I'm still trying to break into the salt scene,..just havent got there yet.


----------



## terrapro

Shaw;810527 said:


> Oh crap well last year I was working with for a landscaping company and it was my first year and wow I didnt make that much ($13CA/HR)


I hope you weren't using your own truck!


----------



## scoops

I don't like even bidding by the hr, I will tell them how long it would take to do on the average snow fall, most owners would like something locked in. An hourly rate can get you in a piss-in match with owner or facility manager. If you are plowing at a set amount you will not have some one sitting there with a stop watch saying you plowed that out in 20 min. and charged me 1hr. I do like to average 100 per hr under 4 in, my set amount works very good 100-125 per hr over 6 in 50-75 per hr it seems to work out in the end, I have had some of the same costumer's for over 20 years and they are the ones that call me every season to make sure that I'm still going to take care of them.


----------



## doo-man

Someone once told me they got around $1.00 per minute but a min of $30.00 just to plow, that was like 7yrs ago so I would think prices have gone up since then?????

Just my couple of free pennies


----------



## MIDTOWNPC

JD Dave;814259 said:


> start bidding and if you get no work your prices are to high, if you get too much work your prices are to low. .

▸ TASK INSTRUCTIONS: According to the snow plowing thread, how long has the poster scoops had some of the same customers? The material that comes next is separate from the snow plowing thread.

▸ PROVIDED MATERIAL:
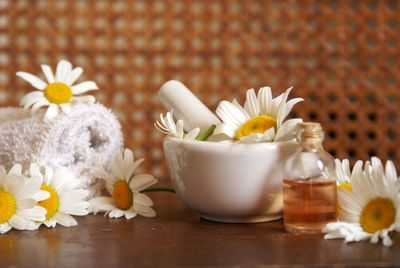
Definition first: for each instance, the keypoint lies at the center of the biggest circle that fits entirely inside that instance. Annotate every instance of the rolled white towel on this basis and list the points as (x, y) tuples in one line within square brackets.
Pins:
[(83, 140)]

▸ CORRECT RESULT: For over 20 years.